## Parts of the exercise
1 – Translate into Spanish this sentence from the passage on soft drinks in schools: "Soft-drink companies maintain that banning products isn't an effective strategy for curbing obesity."
2 – In the passage on soft drinks in schools, condense the paragraph beginning "The biggest school nutrition experiment" into two shorter sentences that keep its main facts.
3 – Continue the passage on soft drinks in schools from its final sentence.

## Excerpted passage
Other schools have switched with better results. North Community High School in Minneapolis, for example, found that it made $4,000 a year more selling water in its vending machines than it did selling soft drinks.

The biggest school nutrition experiment is under way in California, where coalitions of parents, students and pro-nutrition groups won a state-wide ban on soft drinks in elementary and middle schools, which went into effect in July. Nearly 40 percent of elementary schools nationwide have deals with soft-drink companies, according to the study.

“We know that children learn from what we tell them, but we need to remember they also learn from what we sell them,” said Harold Goldstein, executive director for the ban’s leading promoter, the California Center for Public Health Advocacy.

Soft-drink companies maintain that banning products isn’t an effective strategy for curbing obesity.

“We need to teach people how to make their own choices, and you don’t teach people things just by restricting them,” said Kathleen Dezio, a spokeswoman for the American Beverage Association in Washington. “We believe students need choice in order to be taught what a healthy lifestyle is.”

## Information given

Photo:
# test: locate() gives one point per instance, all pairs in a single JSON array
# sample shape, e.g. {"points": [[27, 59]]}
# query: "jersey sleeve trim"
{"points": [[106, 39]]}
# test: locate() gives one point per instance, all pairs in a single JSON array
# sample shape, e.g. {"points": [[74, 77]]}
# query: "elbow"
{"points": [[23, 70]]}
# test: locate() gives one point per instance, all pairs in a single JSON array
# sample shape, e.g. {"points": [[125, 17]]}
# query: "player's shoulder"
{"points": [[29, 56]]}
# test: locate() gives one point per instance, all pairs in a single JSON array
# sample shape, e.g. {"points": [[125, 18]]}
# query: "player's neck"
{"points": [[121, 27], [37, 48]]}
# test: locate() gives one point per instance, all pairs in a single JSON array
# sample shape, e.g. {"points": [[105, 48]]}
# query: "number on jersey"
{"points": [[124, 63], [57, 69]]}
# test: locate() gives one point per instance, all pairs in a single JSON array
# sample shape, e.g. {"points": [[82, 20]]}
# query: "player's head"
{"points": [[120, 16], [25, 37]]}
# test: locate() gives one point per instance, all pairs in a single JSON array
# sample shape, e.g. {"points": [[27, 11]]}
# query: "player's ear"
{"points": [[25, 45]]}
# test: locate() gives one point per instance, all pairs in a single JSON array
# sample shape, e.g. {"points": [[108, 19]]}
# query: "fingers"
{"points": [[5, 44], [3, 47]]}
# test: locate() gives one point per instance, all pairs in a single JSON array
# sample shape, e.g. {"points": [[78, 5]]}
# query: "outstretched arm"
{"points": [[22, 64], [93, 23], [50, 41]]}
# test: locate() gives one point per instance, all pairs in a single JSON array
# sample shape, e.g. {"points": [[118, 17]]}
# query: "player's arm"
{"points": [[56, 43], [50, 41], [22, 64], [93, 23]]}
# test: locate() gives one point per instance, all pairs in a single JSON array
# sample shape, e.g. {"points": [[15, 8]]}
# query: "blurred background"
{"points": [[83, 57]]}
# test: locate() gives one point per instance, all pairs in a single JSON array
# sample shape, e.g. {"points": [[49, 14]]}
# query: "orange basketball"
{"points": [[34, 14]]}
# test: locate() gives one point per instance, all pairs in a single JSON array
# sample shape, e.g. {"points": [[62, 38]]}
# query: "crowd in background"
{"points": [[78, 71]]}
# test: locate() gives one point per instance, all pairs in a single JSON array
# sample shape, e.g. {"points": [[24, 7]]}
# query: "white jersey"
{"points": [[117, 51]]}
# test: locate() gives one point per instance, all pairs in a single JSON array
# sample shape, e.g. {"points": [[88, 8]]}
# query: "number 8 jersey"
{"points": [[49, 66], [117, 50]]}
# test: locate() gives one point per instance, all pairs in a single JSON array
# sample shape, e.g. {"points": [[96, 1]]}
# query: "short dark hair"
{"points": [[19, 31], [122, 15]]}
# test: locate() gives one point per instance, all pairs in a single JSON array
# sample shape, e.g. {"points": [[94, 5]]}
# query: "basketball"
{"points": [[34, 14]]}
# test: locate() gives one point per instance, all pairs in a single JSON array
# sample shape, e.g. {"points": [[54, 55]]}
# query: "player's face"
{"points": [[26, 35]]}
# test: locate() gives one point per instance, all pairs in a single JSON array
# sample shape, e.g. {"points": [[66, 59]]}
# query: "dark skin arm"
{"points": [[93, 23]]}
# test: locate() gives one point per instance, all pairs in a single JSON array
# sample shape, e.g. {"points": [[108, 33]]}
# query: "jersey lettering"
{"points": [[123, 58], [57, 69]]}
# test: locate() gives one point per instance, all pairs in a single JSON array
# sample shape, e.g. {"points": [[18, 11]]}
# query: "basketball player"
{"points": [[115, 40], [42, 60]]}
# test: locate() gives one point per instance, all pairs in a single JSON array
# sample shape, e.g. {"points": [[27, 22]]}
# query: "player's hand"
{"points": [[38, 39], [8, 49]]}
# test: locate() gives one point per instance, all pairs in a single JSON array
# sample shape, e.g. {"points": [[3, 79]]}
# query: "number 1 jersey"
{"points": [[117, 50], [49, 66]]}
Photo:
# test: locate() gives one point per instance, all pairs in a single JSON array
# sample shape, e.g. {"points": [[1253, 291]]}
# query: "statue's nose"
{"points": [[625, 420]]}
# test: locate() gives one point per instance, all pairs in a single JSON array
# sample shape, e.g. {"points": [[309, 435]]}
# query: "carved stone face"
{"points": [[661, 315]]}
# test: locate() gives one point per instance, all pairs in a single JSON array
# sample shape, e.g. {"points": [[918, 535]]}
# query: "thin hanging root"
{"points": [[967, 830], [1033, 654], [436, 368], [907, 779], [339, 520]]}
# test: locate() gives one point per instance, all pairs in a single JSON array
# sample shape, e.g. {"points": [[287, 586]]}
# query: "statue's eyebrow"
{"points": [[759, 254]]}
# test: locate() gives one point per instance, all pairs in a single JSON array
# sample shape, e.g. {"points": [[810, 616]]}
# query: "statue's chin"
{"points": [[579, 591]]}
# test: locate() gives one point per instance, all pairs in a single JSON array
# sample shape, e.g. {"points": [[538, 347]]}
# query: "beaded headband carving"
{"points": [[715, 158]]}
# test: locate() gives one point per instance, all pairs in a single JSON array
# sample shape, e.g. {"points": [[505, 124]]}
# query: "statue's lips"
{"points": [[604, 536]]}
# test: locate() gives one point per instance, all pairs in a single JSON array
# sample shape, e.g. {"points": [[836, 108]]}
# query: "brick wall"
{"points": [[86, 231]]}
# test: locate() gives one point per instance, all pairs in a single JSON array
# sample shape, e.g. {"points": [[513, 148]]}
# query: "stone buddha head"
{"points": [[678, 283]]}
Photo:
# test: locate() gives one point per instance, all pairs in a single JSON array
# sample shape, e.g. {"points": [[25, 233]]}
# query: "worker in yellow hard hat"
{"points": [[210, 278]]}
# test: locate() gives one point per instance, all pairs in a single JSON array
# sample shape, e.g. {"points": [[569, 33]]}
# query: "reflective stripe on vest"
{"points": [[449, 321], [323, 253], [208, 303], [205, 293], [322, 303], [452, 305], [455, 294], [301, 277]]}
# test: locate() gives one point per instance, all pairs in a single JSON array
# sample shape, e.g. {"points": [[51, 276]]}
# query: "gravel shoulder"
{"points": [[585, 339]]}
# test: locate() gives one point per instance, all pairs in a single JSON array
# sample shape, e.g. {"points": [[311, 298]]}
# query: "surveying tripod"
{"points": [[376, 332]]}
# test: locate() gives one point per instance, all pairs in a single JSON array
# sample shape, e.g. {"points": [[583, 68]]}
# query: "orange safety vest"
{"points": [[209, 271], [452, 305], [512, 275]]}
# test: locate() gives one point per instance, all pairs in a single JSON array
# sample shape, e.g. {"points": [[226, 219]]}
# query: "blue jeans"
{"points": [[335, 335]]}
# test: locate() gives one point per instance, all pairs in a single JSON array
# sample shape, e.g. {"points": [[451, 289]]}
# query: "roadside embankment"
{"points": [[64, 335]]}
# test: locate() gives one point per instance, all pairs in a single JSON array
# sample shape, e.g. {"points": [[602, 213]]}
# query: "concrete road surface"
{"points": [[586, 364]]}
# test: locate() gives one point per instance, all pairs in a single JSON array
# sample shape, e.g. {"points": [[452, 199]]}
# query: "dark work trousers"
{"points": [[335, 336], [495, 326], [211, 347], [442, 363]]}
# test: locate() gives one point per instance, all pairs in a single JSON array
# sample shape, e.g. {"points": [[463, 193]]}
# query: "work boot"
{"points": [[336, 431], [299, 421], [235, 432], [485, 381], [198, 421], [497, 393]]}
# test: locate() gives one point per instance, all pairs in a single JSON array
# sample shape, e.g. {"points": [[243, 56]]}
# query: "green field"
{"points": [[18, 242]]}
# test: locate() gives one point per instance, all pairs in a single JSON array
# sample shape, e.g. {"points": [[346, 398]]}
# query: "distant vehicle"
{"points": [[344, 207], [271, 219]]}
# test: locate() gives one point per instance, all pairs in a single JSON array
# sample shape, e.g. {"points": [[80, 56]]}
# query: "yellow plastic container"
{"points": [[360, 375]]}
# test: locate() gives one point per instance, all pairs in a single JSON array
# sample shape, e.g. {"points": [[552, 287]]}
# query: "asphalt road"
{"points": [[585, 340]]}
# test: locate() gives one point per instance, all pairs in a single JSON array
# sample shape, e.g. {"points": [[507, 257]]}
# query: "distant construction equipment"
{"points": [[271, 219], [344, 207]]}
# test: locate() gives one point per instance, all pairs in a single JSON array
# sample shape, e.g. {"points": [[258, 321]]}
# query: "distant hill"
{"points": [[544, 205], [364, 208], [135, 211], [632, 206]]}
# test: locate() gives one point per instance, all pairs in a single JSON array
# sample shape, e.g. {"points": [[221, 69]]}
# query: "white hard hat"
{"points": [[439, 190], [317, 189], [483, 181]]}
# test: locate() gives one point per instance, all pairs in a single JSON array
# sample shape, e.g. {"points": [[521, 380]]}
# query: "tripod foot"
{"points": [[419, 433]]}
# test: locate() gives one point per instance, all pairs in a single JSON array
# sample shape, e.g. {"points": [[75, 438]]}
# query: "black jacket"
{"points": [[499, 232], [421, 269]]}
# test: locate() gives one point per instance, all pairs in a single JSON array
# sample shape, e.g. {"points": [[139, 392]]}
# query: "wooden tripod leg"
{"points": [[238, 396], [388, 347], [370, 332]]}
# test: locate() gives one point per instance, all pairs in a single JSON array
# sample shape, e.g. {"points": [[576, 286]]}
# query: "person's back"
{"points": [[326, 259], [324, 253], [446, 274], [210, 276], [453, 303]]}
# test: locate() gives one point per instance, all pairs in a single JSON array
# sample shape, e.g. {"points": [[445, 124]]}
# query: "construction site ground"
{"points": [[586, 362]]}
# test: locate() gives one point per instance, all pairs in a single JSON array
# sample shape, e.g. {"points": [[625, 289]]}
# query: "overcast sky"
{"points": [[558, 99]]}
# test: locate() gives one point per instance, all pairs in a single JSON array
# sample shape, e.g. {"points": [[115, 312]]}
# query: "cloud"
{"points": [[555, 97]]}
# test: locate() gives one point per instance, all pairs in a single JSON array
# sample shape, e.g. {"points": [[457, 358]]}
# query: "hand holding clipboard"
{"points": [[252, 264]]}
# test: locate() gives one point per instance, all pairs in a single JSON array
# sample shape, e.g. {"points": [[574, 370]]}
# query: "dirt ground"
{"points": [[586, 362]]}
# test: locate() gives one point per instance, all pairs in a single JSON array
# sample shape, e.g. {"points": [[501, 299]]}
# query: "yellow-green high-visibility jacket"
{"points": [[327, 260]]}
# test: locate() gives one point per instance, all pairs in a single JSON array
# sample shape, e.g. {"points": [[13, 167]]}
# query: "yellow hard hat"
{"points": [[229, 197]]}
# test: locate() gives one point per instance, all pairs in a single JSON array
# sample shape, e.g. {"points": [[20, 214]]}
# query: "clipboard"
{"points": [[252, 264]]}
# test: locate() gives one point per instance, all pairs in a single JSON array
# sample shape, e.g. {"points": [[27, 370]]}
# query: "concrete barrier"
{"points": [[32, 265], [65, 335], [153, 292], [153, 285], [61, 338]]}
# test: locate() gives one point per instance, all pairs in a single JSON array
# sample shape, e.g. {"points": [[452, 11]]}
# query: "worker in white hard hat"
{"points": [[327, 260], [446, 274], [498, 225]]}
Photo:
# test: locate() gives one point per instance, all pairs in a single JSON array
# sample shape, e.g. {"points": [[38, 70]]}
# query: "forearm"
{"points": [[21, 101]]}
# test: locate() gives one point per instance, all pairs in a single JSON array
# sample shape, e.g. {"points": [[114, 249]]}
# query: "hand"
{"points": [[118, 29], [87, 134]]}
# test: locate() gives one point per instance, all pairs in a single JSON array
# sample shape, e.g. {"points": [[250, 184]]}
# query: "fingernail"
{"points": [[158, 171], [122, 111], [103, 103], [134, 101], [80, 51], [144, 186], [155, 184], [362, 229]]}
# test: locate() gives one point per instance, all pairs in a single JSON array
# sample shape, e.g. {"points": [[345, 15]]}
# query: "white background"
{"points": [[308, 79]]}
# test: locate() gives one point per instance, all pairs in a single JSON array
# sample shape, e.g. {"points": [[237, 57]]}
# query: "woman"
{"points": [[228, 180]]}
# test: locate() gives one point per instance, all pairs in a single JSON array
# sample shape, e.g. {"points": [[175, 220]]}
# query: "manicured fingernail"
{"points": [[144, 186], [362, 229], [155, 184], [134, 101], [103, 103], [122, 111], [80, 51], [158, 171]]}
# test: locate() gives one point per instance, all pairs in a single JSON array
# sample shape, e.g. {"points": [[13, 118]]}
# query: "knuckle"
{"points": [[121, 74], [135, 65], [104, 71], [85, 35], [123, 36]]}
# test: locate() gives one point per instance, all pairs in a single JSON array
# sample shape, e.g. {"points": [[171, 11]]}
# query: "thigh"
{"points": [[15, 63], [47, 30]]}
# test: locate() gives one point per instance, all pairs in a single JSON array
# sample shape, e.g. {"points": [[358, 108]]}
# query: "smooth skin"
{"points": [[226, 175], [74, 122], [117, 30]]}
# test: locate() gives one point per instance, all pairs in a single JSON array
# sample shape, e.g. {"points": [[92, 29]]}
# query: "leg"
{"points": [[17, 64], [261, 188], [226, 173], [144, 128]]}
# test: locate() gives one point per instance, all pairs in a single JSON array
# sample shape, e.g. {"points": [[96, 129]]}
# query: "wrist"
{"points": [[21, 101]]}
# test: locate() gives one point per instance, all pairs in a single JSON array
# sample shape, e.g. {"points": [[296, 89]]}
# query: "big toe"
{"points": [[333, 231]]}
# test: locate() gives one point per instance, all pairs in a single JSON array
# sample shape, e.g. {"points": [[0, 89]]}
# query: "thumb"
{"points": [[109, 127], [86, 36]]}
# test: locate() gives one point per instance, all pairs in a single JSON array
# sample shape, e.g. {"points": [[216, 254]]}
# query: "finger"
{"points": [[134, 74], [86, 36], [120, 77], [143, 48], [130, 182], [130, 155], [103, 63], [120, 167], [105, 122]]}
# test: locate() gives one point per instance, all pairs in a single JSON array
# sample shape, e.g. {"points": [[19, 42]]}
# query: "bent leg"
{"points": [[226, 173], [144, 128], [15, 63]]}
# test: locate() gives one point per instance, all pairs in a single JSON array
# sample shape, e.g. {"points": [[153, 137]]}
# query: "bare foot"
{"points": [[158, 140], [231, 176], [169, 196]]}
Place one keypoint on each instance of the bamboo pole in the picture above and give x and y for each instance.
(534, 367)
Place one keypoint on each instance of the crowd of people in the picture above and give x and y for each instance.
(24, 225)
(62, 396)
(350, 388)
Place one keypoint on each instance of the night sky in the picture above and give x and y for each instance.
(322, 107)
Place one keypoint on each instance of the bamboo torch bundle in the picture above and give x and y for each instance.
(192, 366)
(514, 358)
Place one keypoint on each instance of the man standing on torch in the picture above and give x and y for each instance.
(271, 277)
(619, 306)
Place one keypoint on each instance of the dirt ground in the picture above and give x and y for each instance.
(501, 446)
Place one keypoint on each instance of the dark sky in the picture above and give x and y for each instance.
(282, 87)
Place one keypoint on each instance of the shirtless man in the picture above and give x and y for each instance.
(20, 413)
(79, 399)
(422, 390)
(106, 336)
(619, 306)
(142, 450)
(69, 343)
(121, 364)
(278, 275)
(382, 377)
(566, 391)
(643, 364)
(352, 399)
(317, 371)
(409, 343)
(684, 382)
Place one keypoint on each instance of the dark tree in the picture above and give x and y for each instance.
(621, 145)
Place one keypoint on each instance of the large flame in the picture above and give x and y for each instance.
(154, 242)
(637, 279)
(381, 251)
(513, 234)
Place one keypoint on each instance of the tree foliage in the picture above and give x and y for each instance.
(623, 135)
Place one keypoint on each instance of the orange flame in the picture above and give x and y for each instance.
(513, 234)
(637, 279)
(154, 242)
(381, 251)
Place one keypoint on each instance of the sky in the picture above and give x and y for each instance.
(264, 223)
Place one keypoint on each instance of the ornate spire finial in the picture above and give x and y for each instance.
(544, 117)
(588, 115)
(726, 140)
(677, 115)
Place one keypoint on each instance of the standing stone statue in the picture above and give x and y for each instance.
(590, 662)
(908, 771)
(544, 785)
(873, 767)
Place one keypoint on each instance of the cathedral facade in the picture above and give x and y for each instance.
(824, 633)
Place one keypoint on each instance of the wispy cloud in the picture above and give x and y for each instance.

## Answers to the problems
1 – Las empresas de refrescos sostienen que prohibir productos no es una estrategia eficaz para frenar la obesidad.

2 – California is conducting the largest school nutrition experiment, after coalitions of parents, students and pro-nutrition groups won a statewide soft-drink ban in elementary and middle schools that took effect in July. The study reports that nearly 40 percent of elementary schools nationwide have deals with soft-drink companies.

3 –
Students, parents and officials who’ve fought school nutrition wars say resistance arises on several fronts.

Among them are contracts with vendors tend to make school officials promoters of their products.

Since 2002, the Charleston County School District in South Carolina has been defending a five-year, $8.1 million contract with Pepsi over parents’ objections.

“The district just says they are giving the kids what they want and that soft drinks have been in schools for years,” said Doug Bostick, a parent of two students in Charleston schools. “There’s a whole host of excuses.”

Katie McClure, the contract administrator for Charleston’s schools, said the vending machines remain off during lunchtime and also sell juices and water.

Goldstein, of the California Center for Public Health Advocacy, is unimpressed.

“Soft drink-sponsored schools are basically selling the health of their students to balance their bottom line,” he said.

Another problem is that controlling school cafeterias doesn’t control what students eat.

“Right around the corner, there’s a 7-11 and a McDonalds,” said Montgomery-Blair’s Frey. “If a kid wants soda, they can just bring it in.”

Students are supposed to stay on campus during lunchtime, Gainous reported, but they don’t.

Moreover, schools become dependent on vending contracts to ease tight budgets.

Wootan, of the Center for Science in the Public Interest, suggested car washes and raffles to make up for some of the lost revenue, but the idea didn’t go over well with students.

“Students already feel like they spend too much of their time at school,” said Montgomery-Blair junior Chris Consolino. “They wouldn’t give up any more of their free time, and even if they did, it wouldn’t be enough.”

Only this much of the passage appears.